Like almost every part of the U.S. economy, healthcare providers have faced unprecedented challenges over how to operate during the COVID-19 pandemic. Rising costs and shrinking revenue have left many healthcare providers in a dire financial situation.
The direct medical costs of COVID-19 patients are substantially higher than those of patients with other common infectious diseases. COVID-19 patients are more likely to require longer inpatients stays and more resources including intensive care, ventilator care and personal protective equipment. COVID-19 also requires more staff time for infection control. And staff require additional resources including overtime and hazard pay.
On the revenue side, most elective procedures stopped in March and April to allow for increased COVID-related capacity. For example, elective hip and knee surgeries were not even among the top five orthopedic procedures in April—a dramatic shift from pre-pandemic operations. Elective procedures are rebounding strongly, but the lost revenue left a deep hole.
COVID-19 also has ripple effects across the entire continuum of care including post-hospitalization services such as nursing homes, home health, and inpatient and outpatient therapy. Many COVID-19 patients are uninsured or underinsured and thereby constitute uncompensated care for providers.

> [Given entries]:
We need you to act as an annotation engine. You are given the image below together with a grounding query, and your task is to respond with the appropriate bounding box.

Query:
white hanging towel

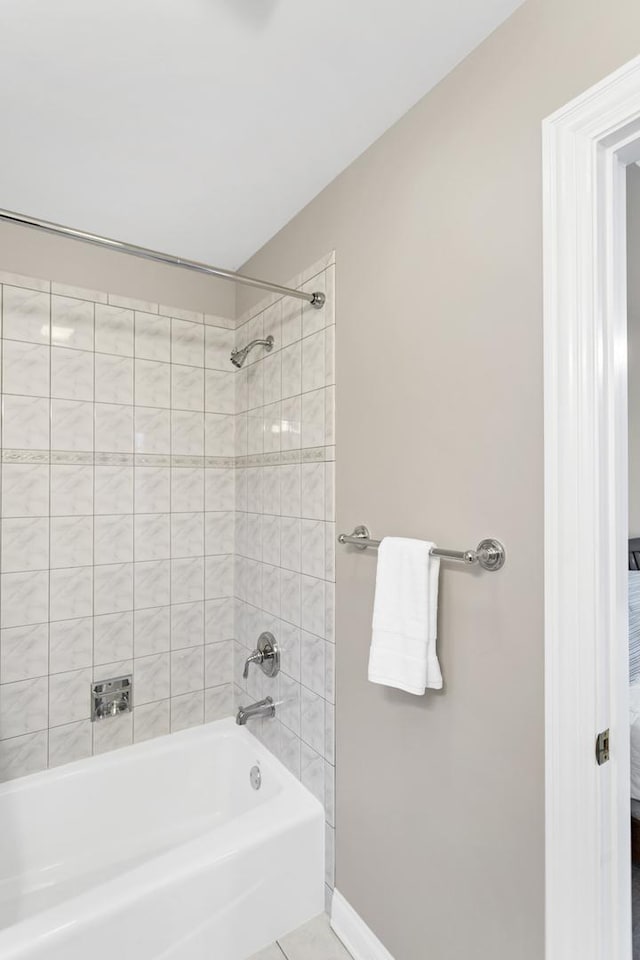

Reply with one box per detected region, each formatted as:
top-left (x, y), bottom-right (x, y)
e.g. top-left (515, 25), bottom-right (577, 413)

top-left (369, 537), bottom-right (442, 696)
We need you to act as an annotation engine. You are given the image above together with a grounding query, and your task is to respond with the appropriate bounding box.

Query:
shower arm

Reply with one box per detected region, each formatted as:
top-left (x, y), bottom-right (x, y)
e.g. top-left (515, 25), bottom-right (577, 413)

top-left (0, 209), bottom-right (326, 310)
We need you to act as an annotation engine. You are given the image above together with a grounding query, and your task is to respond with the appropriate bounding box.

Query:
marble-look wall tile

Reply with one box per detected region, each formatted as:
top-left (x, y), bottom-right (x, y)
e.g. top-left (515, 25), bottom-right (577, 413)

top-left (0, 258), bottom-right (335, 824)
top-left (232, 258), bottom-right (335, 893)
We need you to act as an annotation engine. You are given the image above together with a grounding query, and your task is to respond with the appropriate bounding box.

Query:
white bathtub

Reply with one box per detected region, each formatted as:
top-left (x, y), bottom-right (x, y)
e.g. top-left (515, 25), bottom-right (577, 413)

top-left (0, 719), bottom-right (324, 960)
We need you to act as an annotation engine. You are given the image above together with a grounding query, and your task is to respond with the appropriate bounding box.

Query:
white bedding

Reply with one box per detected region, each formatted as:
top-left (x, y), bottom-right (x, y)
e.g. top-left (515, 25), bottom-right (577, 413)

top-left (629, 680), bottom-right (640, 800)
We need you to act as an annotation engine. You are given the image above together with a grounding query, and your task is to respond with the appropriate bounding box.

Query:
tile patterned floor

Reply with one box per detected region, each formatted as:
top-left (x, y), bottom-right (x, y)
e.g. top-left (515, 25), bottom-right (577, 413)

top-left (251, 913), bottom-right (351, 960)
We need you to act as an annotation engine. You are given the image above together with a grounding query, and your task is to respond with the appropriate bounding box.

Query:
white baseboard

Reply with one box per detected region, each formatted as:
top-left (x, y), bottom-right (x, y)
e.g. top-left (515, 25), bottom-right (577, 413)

top-left (331, 890), bottom-right (393, 960)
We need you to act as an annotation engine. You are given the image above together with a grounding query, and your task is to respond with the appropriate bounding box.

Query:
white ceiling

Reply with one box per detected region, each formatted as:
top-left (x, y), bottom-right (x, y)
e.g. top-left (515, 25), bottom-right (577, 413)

top-left (0, 0), bottom-right (521, 268)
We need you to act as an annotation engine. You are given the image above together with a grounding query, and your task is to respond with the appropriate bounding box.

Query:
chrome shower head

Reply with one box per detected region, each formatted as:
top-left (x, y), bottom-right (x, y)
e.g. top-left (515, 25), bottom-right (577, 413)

top-left (231, 336), bottom-right (274, 370)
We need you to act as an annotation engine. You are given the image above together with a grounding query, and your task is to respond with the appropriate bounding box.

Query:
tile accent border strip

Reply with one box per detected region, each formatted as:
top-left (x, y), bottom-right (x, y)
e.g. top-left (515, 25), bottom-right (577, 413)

top-left (2, 446), bottom-right (336, 470)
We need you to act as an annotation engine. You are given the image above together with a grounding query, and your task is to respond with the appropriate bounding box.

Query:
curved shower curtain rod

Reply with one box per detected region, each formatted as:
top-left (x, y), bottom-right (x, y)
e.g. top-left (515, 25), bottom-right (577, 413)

top-left (0, 210), bottom-right (325, 310)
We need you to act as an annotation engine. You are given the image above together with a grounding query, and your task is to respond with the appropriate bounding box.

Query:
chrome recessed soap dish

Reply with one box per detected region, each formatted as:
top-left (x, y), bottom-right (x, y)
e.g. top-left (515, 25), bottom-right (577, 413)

top-left (91, 674), bottom-right (133, 720)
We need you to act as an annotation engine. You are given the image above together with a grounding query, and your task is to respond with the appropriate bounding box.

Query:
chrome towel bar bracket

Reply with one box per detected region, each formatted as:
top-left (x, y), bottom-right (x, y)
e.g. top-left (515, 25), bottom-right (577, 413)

top-left (338, 524), bottom-right (507, 571)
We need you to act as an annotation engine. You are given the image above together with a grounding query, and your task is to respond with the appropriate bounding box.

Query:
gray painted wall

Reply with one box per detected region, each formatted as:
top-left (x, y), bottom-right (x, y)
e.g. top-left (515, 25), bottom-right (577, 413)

top-left (239, 0), bottom-right (640, 960)
top-left (0, 220), bottom-right (235, 317)
top-left (627, 164), bottom-right (640, 537)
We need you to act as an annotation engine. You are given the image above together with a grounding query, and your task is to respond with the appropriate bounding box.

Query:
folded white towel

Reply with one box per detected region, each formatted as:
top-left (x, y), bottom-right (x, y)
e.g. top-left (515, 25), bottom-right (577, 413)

top-left (369, 537), bottom-right (442, 695)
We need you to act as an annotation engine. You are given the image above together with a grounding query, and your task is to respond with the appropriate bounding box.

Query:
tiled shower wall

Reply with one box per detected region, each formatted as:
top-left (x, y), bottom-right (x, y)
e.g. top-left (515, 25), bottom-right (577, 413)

top-left (0, 274), bottom-right (234, 779)
top-left (0, 255), bottom-right (335, 890)
top-left (234, 255), bottom-right (335, 904)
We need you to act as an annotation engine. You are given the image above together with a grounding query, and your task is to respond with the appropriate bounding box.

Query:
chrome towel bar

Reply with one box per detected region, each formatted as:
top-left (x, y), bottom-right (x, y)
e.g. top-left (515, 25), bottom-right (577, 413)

top-left (338, 524), bottom-right (507, 571)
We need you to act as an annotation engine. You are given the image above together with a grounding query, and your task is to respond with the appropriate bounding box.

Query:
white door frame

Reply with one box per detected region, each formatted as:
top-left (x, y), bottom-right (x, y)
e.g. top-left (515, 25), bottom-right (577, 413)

top-left (543, 57), bottom-right (640, 960)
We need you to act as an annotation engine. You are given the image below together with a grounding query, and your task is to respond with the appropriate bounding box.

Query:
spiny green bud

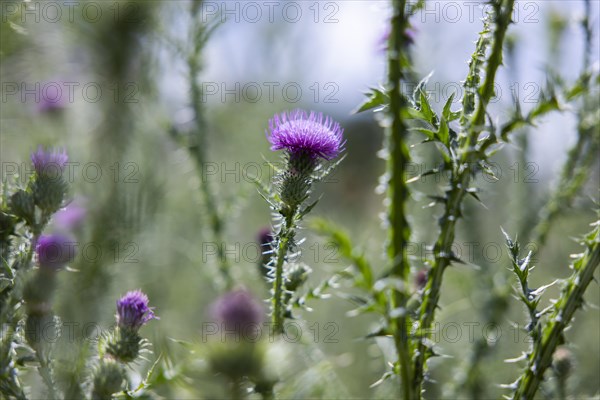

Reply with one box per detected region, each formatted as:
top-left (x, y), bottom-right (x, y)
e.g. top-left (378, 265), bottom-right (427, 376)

top-left (553, 347), bottom-right (573, 379)
top-left (105, 327), bottom-right (143, 363)
top-left (92, 360), bottom-right (125, 400)
top-left (279, 171), bottom-right (311, 209)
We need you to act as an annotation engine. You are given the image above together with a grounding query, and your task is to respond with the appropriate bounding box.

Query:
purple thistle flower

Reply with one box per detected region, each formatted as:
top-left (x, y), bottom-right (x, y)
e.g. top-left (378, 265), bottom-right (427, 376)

top-left (35, 234), bottom-right (75, 271)
top-left (31, 146), bottom-right (69, 175)
top-left (210, 290), bottom-right (265, 332)
top-left (117, 289), bottom-right (158, 331)
top-left (267, 110), bottom-right (344, 160)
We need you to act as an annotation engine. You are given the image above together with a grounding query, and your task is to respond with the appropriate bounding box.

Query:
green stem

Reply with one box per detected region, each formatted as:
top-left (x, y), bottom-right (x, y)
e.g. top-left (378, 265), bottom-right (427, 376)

top-left (271, 211), bottom-right (296, 335)
top-left (413, 0), bottom-right (514, 398)
top-left (388, 0), bottom-right (418, 400)
top-left (513, 228), bottom-right (600, 400)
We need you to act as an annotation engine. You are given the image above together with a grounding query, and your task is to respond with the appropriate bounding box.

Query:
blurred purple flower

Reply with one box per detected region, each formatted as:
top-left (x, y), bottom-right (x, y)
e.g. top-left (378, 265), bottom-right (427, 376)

top-left (210, 290), bottom-right (265, 332)
top-left (267, 110), bottom-right (344, 160)
top-left (54, 203), bottom-right (87, 230)
top-left (117, 289), bottom-right (158, 331)
top-left (35, 234), bottom-right (75, 271)
top-left (37, 82), bottom-right (66, 113)
top-left (31, 145), bottom-right (69, 175)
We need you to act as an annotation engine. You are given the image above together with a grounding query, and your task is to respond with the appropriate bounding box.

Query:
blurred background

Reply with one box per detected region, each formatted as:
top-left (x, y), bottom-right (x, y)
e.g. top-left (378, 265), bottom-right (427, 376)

top-left (0, 0), bottom-right (600, 398)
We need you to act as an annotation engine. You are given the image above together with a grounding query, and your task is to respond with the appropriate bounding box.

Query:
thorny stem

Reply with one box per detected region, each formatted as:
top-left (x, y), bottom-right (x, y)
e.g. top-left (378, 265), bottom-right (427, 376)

top-left (513, 227), bottom-right (600, 400)
top-left (388, 0), bottom-right (418, 400)
top-left (413, 0), bottom-right (515, 397)
top-left (271, 210), bottom-right (296, 335)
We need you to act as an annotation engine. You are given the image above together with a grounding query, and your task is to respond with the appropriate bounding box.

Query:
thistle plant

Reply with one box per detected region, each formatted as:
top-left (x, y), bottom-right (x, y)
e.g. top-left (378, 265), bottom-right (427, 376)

top-left (91, 290), bottom-right (158, 399)
top-left (0, 146), bottom-right (74, 398)
top-left (208, 289), bottom-right (275, 399)
top-left (0, 0), bottom-right (600, 400)
top-left (507, 221), bottom-right (600, 399)
top-left (265, 110), bottom-right (344, 334)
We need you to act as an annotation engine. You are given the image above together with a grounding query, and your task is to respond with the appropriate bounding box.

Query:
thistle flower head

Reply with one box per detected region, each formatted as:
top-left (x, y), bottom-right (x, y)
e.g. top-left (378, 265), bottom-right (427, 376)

top-left (210, 290), bottom-right (265, 331)
top-left (117, 290), bottom-right (158, 331)
top-left (35, 234), bottom-right (75, 271)
top-left (31, 146), bottom-right (69, 175)
top-left (267, 110), bottom-right (344, 160)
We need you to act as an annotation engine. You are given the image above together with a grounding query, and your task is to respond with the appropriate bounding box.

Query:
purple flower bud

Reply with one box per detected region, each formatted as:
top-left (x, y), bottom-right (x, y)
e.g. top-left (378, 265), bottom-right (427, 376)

top-left (31, 146), bottom-right (69, 176)
top-left (267, 110), bottom-right (344, 160)
top-left (210, 290), bottom-right (265, 332)
top-left (415, 269), bottom-right (427, 289)
top-left (117, 289), bottom-right (158, 331)
top-left (35, 234), bottom-right (75, 271)
top-left (257, 227), bottom-right (273, 250)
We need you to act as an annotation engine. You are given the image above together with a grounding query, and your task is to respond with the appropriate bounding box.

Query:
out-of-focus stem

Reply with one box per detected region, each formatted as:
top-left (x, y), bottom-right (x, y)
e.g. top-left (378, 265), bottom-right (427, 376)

top-left (187, 1), bottom-right (233, 290)
top-left (513, 227), bottom-right (600, 400)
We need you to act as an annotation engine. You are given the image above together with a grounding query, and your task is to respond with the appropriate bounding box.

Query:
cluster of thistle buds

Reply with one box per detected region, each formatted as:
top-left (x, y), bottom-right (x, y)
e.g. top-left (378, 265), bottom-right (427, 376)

top-left (10, 146), bottom-right (69, 234)
top-left (92, 290), bottom-right (158, 399)
top-left (267, 110), bottom-right (344, 333)
top-left (18, 146), bottom-right (75, 357)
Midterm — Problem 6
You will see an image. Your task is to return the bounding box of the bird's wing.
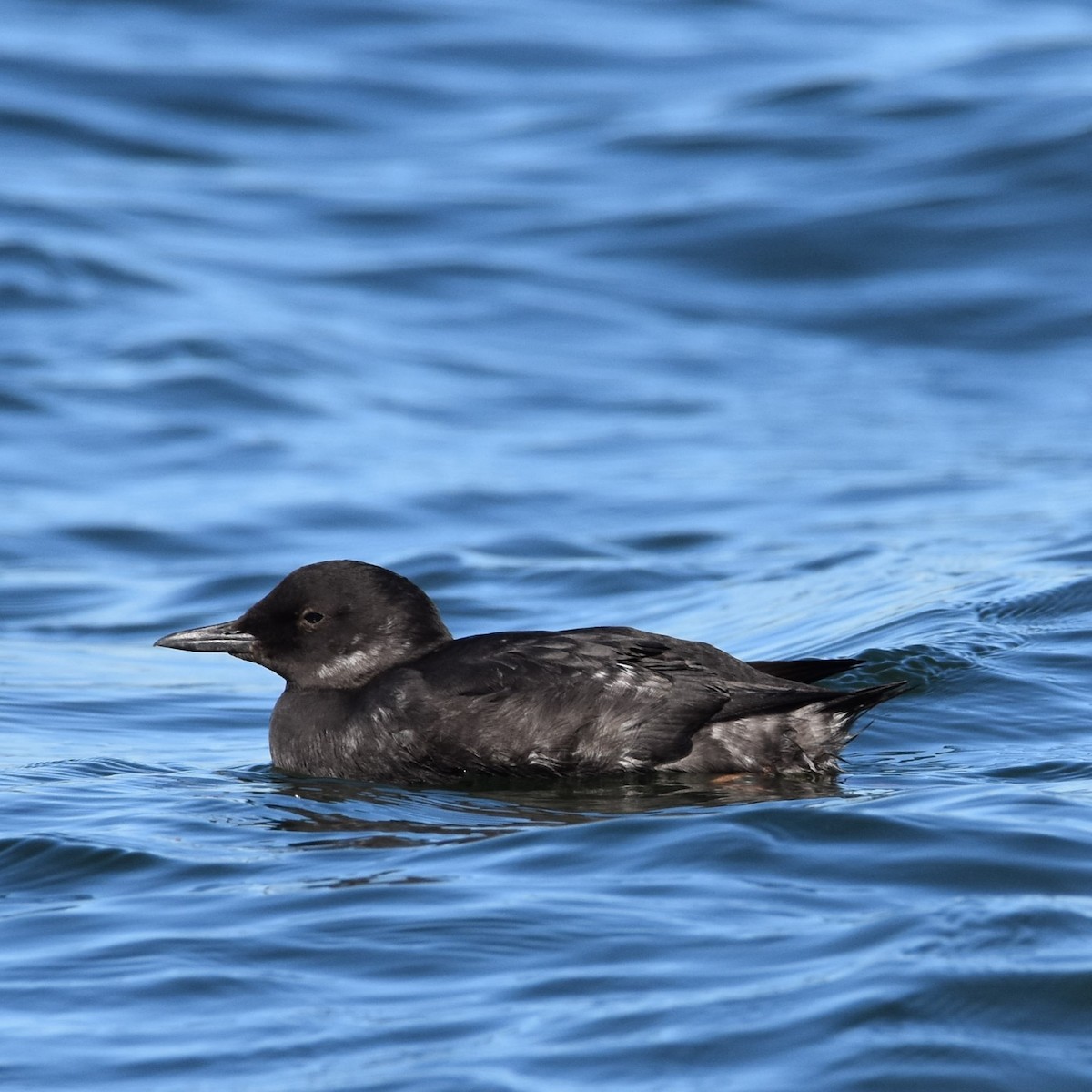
[369,628,828,774]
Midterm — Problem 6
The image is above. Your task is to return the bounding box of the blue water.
[0,0,1092,1092]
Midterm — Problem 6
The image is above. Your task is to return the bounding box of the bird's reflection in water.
[238,769,842,850]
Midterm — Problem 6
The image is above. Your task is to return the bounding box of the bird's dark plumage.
[157,561,905,782]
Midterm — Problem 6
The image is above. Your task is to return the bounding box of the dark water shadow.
[236,768,843,850]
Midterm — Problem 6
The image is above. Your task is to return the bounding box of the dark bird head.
[155,561,451,689]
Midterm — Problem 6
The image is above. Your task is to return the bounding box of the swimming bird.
[155,561,906,783]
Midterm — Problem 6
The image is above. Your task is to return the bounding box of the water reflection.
[241,771,843,850]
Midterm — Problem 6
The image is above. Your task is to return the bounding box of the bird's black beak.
[155,619,257,659]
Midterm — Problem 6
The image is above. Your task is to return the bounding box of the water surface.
[0,0,1092,1092]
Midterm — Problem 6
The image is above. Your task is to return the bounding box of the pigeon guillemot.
[155,561,907,783]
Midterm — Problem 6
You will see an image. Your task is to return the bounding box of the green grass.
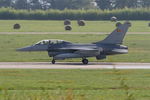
[0,69,150,100]
[0,34,150,62]
[0,20,150,32]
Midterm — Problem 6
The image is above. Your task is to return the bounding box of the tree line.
[0,0,150,10]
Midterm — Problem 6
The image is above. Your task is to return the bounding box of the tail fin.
[97,23,129,44]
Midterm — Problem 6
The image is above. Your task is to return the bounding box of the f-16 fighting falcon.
[17,22,130,64]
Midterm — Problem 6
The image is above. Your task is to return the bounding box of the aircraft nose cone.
[16,47,32,51]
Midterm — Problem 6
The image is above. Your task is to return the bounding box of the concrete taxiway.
[0,62,150,69]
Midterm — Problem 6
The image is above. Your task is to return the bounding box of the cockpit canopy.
[36,39,69,45]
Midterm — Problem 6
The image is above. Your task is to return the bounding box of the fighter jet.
[17,23,129,64]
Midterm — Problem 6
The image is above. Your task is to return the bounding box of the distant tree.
[51,0,93,10]
[141,0,150,7]
[29,0,42,10]
[95,0,112,10]
[113,0,138,9]
[0,0,12,7]
[14,0,29,9]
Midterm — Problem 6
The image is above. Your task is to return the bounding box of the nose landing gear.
[82,59,89,65]
[52,59,55,64]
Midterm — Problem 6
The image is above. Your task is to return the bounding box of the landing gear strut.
[82,59,89,65]
[52,59,55,64]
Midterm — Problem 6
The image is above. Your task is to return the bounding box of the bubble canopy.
[35,39,70,45]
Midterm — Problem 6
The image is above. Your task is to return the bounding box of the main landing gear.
[52,59,55,64]
[82,59,89,65]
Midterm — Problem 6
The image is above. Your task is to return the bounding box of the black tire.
[82,59,89,65]
[13,24,21,29]
[52,59,55,64]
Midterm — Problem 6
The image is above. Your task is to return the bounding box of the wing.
[59,47,102,56]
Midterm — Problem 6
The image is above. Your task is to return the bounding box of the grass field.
[0,34,150,62]
[0,69,150,100]
[0,20,150,32]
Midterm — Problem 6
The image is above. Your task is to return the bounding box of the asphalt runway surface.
[0,62,150,69]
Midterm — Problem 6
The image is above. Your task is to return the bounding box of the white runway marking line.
[0,62,150,69]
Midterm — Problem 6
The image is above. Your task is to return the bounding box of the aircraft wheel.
[52,59,55,64]
[82,59,89,65]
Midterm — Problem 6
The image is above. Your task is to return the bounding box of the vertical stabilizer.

> [Questions]:
(1) Restate the passage on COVID-19 healthcare finances starting with "The direct medical" and going on through "a deep hole.", replacing "revenue" with "income" each time it appears.
(2) Write the next part of the passage on COVID-19 healthcare finances, picking up after its final sentence.

> [Task results]:
(1)
The direct medical costs of COVID-19 patients are substantially higher than those of patients with other common infectious diseases. COVID-19 patients are more likely to require longer inpatients stays and more resources including intensive care, ventilator care and personal protective equipment. COVID-19 also requires more staff time for infection control. And staff require additional resources including overtime and hazard pay.
On the income side, most elective procedures stopped in March and April to allow for increased COVID-related capacity. For example, elective hip and knee surgeries were not even among the top five orthopedic procedures in April—a dramatic shift from pre-pandemic operations. Elective procedures are rebounding strongly, but the lost income left a deep hole.

(2)
Healthcare payers have a responsibility to ensure providers are adequately reimbursed for expenses. On behalf of federal payers, Congress has taken some positive actions toward this goal. In March, President Donald Trump signed the Coronavirus Aid, Relief, and Economic Security Act into law. The CARES Act provided $100 billion to the Public Health and Social Services Emergency Fund. In April, the president signed the Paycheck Protection Program and Health Care Enhancement Act into law adding an additional $75 billion to the emergency fund.
In mid-April, the federal government began distributing the emergency fund—$30 billion—using a formula dependent on a providers' 2019 Medicare billings. This formula translates into roughly 36% of those funds supporting short-term acute-care hospitals and 3.6% supporting post-hospitalization providers. This level of financial support would suggest the pandemic has hit hospitals 10 times worse than any other provider, but we know that has not been the case for America's nursing homes.
The reasons for this disparity in economic support are varied, but historically speaking, reliance on the use of general "funds" creates inequities. For example, the Affordable Care Act established a prevention fund that was usurped and redirected to increase physician payments. History has proven that unencumbered funds are rarely used in ways Congress intends. There is a better way to put pandemic relief where it is needed—pay providers for their COVID-19 costs.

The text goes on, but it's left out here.